-- start --
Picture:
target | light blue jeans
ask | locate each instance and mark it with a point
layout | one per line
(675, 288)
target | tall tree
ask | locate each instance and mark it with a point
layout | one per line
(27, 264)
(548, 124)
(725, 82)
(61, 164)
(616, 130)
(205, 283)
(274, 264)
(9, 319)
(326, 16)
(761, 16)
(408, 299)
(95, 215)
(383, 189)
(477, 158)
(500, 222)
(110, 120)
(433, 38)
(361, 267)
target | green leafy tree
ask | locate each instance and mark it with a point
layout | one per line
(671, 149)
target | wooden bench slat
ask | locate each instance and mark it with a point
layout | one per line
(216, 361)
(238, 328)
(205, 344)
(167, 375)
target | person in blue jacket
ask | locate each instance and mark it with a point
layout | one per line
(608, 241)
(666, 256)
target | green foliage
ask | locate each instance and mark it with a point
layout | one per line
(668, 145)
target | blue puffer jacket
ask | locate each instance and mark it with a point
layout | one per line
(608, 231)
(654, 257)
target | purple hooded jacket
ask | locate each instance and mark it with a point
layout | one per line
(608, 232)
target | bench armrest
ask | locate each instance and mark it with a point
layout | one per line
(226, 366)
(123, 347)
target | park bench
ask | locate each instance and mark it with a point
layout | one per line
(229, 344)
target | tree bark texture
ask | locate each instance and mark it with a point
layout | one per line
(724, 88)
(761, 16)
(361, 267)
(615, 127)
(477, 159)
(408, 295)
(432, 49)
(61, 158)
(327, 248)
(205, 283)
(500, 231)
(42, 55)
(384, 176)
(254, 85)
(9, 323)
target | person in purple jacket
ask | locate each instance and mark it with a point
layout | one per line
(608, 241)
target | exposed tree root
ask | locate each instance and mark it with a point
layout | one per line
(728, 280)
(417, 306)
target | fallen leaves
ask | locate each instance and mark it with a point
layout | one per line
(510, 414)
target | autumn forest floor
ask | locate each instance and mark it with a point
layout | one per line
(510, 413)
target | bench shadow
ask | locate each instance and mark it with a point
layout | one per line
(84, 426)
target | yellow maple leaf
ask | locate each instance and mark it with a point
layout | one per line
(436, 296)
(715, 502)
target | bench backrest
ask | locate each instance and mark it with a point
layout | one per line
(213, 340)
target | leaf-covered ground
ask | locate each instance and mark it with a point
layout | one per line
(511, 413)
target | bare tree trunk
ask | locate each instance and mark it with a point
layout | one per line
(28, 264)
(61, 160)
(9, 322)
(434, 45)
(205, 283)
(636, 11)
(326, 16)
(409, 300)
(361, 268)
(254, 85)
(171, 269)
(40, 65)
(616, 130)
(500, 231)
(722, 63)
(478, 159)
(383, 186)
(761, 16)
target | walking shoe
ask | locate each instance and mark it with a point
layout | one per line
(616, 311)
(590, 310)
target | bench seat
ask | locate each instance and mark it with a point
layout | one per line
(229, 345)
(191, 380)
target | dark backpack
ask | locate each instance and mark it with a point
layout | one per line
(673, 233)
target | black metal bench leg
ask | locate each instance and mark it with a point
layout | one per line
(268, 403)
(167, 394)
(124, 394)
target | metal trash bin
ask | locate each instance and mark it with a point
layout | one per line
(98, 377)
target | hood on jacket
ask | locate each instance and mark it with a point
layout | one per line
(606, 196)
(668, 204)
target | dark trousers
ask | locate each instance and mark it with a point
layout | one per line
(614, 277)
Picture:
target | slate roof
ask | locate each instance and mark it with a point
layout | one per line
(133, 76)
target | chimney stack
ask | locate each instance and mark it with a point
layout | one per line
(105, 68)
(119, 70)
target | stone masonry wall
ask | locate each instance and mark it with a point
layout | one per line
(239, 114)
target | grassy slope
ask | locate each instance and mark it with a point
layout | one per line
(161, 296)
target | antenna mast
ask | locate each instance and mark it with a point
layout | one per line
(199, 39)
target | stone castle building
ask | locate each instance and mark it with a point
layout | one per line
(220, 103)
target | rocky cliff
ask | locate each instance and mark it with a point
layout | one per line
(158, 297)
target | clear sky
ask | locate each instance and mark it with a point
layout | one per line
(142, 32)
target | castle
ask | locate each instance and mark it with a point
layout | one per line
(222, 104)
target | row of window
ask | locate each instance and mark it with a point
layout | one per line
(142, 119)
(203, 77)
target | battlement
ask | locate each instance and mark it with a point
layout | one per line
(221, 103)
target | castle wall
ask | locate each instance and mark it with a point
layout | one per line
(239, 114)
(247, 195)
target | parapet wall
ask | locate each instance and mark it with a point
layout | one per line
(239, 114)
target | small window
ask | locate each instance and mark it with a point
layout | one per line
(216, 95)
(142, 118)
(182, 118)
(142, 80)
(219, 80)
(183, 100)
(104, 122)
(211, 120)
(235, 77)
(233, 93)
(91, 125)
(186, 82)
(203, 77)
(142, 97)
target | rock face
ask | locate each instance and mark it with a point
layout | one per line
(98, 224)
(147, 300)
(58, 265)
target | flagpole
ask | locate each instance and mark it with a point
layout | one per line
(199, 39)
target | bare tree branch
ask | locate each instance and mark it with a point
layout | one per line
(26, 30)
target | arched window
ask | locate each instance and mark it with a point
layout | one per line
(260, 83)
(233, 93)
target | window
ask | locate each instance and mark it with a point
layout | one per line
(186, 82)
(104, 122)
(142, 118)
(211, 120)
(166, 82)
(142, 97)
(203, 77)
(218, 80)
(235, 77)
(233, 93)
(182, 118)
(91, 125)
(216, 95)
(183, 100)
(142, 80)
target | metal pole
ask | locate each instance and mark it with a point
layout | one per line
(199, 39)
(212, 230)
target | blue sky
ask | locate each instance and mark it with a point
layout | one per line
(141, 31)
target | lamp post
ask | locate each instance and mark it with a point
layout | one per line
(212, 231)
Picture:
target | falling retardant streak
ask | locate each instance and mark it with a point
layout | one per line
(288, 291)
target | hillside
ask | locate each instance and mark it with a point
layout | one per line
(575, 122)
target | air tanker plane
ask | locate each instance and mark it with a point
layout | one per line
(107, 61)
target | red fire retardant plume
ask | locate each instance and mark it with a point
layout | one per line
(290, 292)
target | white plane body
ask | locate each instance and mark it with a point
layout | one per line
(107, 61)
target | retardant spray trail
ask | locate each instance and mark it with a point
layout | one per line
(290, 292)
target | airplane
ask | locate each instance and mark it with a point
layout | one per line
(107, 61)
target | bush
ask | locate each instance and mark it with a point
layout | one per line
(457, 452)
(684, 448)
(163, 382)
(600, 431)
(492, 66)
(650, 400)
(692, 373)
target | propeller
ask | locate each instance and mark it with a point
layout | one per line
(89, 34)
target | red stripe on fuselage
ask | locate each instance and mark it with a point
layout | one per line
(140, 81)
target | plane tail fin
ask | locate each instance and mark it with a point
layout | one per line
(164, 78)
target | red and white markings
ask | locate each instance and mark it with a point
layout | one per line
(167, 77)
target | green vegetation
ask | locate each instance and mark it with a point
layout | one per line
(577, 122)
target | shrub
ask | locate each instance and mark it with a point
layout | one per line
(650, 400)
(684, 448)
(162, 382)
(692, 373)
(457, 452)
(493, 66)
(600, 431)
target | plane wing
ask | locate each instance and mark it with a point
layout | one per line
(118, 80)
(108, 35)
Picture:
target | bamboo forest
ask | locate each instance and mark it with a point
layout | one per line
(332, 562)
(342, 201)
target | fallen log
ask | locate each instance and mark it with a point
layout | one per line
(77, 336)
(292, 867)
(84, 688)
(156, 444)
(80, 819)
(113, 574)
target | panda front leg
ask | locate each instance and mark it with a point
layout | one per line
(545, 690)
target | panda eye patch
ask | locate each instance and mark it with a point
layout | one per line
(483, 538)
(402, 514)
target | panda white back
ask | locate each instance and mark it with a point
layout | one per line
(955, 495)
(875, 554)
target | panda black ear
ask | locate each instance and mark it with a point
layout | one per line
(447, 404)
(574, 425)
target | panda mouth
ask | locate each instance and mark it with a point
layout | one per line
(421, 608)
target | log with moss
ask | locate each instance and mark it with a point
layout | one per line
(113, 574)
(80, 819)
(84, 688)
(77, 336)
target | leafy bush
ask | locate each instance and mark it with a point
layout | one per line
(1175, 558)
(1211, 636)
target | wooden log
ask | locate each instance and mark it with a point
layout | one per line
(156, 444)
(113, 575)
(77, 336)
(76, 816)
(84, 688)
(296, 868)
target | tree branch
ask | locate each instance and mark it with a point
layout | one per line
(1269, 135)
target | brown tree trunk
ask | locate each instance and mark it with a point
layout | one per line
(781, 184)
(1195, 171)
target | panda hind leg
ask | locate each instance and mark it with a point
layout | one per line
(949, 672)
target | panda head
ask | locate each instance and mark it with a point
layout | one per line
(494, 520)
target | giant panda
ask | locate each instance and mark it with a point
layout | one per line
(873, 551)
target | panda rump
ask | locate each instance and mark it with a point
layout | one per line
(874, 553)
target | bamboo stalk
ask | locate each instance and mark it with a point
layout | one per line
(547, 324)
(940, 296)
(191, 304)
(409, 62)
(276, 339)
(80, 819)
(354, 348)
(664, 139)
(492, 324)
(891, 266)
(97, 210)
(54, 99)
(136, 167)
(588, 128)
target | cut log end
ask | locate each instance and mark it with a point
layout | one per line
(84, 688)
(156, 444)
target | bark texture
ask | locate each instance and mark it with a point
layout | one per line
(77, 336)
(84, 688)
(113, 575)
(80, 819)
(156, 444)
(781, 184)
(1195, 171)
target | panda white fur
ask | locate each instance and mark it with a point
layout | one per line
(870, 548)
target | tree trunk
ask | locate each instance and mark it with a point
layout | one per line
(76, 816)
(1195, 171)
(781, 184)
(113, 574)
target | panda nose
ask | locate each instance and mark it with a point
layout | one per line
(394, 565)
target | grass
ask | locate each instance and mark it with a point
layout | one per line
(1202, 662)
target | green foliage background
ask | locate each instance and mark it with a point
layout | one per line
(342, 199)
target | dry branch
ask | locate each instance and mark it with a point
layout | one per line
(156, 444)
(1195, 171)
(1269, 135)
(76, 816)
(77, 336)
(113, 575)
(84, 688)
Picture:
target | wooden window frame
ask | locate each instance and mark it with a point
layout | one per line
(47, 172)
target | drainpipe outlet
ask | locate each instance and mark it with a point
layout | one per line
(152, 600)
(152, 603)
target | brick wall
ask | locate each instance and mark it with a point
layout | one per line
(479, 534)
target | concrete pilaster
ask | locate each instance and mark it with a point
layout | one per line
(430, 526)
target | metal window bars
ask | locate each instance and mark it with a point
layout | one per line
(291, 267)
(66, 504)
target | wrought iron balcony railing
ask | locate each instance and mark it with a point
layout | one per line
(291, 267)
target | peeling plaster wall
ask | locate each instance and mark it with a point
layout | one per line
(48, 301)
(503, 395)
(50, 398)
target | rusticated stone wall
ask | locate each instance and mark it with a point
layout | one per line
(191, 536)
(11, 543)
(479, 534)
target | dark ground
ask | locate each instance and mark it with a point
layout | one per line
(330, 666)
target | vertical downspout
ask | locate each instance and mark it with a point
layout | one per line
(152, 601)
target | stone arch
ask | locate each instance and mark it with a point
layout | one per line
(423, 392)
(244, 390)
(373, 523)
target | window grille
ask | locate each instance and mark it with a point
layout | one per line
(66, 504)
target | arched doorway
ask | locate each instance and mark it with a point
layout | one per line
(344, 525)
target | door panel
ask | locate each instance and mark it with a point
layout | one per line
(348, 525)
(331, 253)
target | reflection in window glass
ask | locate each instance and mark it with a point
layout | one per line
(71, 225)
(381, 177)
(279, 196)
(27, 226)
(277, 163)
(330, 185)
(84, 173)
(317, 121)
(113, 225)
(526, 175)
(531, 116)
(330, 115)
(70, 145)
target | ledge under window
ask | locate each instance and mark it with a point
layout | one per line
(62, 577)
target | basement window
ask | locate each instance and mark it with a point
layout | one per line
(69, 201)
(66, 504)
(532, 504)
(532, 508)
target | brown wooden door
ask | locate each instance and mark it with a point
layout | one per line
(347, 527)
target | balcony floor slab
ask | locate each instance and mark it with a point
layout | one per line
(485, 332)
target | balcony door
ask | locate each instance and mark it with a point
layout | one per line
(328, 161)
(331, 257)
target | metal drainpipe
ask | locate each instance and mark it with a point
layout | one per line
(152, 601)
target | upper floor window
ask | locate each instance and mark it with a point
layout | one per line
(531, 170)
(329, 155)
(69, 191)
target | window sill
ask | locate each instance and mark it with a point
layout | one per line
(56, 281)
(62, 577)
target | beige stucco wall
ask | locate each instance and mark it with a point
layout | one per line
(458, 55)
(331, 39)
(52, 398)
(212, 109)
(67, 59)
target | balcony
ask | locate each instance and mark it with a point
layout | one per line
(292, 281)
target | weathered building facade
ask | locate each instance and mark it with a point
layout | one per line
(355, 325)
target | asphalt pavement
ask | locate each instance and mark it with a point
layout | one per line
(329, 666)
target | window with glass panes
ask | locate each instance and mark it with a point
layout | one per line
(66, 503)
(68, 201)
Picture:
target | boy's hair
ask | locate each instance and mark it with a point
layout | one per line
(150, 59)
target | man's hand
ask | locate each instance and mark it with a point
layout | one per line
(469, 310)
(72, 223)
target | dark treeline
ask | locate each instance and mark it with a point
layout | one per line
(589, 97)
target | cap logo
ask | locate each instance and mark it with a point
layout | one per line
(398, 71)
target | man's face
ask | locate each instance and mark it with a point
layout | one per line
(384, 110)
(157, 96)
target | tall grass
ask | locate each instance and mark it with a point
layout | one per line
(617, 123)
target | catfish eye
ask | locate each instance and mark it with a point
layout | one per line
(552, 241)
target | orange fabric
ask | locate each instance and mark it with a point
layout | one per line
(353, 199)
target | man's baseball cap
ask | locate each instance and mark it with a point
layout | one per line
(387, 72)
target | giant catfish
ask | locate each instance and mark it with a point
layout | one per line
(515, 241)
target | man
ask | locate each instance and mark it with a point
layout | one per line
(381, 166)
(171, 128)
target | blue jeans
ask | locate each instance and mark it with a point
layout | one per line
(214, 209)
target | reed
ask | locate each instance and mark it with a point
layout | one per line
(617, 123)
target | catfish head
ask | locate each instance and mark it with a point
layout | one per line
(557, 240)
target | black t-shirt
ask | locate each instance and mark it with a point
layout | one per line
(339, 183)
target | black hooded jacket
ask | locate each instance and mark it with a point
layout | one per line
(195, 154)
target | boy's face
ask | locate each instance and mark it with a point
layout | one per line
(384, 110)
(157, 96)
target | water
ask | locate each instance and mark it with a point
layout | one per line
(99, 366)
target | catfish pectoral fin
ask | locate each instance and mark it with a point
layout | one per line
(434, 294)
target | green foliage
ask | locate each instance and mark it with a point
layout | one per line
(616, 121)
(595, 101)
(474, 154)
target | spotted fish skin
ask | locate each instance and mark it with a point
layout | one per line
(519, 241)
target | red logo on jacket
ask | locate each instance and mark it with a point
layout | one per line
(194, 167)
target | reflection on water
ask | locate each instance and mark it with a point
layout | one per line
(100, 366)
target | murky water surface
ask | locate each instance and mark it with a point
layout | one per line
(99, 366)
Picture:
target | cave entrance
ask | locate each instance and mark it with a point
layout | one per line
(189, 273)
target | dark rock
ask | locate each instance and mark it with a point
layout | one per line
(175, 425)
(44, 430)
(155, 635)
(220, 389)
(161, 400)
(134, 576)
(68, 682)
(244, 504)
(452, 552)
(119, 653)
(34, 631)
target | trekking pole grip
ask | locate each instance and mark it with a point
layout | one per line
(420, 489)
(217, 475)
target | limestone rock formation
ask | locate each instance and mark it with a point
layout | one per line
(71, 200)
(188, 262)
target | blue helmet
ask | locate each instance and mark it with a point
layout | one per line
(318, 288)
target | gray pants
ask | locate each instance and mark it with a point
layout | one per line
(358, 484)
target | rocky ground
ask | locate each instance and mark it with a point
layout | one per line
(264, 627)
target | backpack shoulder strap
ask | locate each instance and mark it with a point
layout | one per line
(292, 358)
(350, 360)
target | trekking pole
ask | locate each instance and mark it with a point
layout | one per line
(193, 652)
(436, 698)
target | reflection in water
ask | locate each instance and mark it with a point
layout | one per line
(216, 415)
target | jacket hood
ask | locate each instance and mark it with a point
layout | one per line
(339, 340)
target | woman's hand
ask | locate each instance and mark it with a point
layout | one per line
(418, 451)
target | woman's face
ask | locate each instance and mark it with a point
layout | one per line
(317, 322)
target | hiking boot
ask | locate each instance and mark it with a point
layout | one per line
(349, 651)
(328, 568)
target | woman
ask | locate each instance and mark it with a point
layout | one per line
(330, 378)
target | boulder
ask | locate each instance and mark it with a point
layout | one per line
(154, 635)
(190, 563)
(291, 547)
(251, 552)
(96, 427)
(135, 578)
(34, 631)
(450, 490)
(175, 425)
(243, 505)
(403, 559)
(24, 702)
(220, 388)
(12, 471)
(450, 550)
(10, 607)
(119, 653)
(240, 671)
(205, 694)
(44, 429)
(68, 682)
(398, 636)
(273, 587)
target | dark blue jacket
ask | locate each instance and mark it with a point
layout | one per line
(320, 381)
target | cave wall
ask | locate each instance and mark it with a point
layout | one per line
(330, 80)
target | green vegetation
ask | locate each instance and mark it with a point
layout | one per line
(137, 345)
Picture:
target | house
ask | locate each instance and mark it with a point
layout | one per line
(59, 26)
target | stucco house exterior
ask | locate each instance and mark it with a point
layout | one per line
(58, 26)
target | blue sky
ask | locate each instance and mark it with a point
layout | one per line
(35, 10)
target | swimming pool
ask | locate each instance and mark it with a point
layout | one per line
-- end --
# WRITTEN TASK:
From the line containing "target | dark blue jacket" down to the last line, reproduce the records exactly. Include both ends.

# CORRECT RESPONSE:
target | dark blue jacket
ask | locate each instance and mark it with a point
layout | one per line
(320, 381)
target | cave wall
ask | locate each instance and mark it with a point
layout | one per line
(330, 80)
target | green vegetation
ask | locate each instance and mark it with a point
layout | one per line
(137, 345)
Picture:
target | house
ask | locate each instance and mark it with a point
layout | one per line
(59, 26)
target | stucco house exterior
ask | locate each instance and mark it with a point
layout | one per line
(58, 26)
target | blue sky
ask | locate each instance and mark it with a point
layout | one per line
(35, 10)
target | swimming pool
ask | locate each instance and mark it with a point
layout | one per line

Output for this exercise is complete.